▶ Point labeling dataset excerpts
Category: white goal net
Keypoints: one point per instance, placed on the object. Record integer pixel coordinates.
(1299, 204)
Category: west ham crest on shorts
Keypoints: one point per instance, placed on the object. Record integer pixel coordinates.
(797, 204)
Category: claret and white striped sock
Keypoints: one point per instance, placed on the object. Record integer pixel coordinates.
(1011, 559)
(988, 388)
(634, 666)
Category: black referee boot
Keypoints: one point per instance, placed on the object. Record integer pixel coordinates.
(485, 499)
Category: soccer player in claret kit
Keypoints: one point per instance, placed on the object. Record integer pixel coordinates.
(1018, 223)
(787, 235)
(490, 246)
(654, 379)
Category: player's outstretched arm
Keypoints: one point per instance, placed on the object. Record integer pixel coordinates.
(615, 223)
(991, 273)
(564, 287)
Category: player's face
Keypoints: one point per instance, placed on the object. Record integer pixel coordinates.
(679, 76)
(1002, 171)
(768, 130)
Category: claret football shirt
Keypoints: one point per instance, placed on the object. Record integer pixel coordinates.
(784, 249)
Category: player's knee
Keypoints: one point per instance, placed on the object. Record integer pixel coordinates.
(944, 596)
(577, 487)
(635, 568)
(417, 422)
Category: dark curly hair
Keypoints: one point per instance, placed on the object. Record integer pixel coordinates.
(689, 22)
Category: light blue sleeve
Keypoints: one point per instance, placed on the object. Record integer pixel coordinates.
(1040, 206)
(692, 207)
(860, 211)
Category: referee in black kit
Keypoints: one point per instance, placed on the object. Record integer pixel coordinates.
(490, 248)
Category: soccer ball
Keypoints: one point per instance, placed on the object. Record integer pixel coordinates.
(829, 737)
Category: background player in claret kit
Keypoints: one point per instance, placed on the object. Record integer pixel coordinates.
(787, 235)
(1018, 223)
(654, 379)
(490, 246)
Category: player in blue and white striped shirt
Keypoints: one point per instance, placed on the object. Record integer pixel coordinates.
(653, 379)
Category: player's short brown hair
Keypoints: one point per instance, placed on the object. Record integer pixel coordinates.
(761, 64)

▶ What the task requires
Convert the data into a two-column CSV with the header input,output. Begin at the line that contains "Category: background player in claret kit" and continue through the end of the data, writing one row for each category with its text under input and its coordinates under output, each enclosed in double quotation marks and with line breaks replaced by spaces.

▶ Answer to the exercise
input,output
"Category: background player in claret kit Keypoints: one point per instance, placed on the object. Record integer pixel coordinates.","(787, 235) (1018, 223) (654, 379) (490, 246)"
"Category: player in blue and white striped shirt Keypoints: one point per instance, placed on the object. Record integer pixel coordinates.","(653, 379)"
"Category: player's short brown hair Keypoints: one point per instance, placed on the object. Record integer pixel coordinates.","(761, 64)"